■ **Prompt**
Check every line below for the string "range", and copy the lines that contain it.

===== Data under study =====

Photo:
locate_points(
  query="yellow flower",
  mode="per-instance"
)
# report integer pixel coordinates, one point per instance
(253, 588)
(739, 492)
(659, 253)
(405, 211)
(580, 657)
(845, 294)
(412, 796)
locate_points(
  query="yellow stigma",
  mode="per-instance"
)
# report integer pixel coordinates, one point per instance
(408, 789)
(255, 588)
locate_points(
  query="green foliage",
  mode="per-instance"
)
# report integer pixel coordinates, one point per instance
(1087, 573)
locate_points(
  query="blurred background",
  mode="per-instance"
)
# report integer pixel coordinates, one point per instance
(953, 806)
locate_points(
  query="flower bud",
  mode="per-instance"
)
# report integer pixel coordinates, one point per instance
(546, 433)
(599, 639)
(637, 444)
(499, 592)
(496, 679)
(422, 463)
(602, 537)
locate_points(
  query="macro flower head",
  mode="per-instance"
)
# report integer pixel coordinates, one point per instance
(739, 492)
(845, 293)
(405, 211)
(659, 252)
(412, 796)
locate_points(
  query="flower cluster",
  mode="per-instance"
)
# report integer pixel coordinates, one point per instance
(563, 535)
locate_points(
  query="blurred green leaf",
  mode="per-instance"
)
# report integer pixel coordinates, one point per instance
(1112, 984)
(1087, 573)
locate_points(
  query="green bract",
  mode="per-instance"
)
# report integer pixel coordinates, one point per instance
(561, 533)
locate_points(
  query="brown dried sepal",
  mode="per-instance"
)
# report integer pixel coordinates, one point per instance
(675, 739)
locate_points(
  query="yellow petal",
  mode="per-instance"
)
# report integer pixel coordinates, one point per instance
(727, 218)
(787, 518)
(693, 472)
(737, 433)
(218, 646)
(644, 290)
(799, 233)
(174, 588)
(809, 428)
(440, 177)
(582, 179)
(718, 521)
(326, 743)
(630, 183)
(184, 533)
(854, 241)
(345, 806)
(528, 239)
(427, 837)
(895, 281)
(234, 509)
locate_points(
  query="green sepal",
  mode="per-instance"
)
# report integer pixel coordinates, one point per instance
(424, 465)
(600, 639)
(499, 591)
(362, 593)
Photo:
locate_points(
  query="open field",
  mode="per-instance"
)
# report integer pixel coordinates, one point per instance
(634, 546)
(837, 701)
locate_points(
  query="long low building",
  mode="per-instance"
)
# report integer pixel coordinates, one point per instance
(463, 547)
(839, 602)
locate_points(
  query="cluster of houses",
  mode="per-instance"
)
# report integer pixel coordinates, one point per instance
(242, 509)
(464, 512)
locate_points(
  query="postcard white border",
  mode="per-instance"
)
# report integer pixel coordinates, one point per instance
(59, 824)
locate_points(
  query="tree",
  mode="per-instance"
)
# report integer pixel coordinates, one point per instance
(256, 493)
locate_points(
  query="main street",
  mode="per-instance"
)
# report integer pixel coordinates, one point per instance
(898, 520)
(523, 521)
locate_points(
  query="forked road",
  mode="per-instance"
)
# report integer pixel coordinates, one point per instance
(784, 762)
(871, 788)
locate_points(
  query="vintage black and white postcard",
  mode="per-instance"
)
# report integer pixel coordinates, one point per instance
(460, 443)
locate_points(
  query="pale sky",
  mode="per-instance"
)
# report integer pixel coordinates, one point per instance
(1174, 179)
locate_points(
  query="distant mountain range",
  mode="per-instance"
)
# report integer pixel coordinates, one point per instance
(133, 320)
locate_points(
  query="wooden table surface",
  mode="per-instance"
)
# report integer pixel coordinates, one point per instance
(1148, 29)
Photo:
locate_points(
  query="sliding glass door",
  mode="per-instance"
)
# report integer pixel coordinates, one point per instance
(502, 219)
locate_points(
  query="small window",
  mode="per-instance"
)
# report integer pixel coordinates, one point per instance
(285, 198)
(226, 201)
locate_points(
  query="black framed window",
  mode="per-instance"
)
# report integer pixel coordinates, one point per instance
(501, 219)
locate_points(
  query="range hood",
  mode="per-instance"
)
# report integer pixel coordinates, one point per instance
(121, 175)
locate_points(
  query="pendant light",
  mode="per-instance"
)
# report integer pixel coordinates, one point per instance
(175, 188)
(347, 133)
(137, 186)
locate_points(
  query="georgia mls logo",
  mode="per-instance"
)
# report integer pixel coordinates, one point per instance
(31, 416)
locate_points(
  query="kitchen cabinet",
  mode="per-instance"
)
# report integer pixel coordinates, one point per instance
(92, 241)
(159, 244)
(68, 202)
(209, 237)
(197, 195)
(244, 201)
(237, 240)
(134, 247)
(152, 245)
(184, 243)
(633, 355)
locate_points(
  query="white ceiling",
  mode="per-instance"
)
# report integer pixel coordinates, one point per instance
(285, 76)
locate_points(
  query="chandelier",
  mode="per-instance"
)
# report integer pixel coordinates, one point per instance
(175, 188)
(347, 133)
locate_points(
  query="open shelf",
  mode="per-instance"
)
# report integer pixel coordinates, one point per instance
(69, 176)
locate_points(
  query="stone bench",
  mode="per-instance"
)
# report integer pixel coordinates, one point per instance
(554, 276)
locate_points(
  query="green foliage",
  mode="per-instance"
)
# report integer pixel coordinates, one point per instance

=====

■ **Task response**
  query="distant mountain range",
  query="range hood",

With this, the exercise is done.